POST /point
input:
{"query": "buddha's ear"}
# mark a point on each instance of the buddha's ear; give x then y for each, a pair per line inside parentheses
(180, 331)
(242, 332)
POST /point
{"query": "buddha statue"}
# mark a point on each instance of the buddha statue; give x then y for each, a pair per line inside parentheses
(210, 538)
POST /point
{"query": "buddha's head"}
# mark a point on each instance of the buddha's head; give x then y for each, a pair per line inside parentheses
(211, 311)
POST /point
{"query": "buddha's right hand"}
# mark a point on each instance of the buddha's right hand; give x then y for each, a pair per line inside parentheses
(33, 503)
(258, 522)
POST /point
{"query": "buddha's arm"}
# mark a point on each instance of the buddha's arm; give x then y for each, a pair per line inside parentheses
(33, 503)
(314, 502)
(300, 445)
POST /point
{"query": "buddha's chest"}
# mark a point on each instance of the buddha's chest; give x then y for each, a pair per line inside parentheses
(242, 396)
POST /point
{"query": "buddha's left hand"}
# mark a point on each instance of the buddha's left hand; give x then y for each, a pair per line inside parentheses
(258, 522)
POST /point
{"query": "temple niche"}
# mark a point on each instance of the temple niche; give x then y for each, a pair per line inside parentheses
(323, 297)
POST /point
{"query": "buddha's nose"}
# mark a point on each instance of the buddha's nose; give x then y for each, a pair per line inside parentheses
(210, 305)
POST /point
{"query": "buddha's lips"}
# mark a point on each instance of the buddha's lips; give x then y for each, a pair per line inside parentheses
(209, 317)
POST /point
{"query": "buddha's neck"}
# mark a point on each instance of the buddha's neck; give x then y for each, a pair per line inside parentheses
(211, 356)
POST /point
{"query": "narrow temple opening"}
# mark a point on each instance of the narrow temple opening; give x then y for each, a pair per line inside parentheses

########################################

§ **Work instructions**: Report each line of the records that contains the word "right" and copy every such line in full.

§ **Full response**:
{"query": "buddha's right hand"}
# mark a point on each instance of the buddha's right hand; give x then y for each, a pair per line inside parentheses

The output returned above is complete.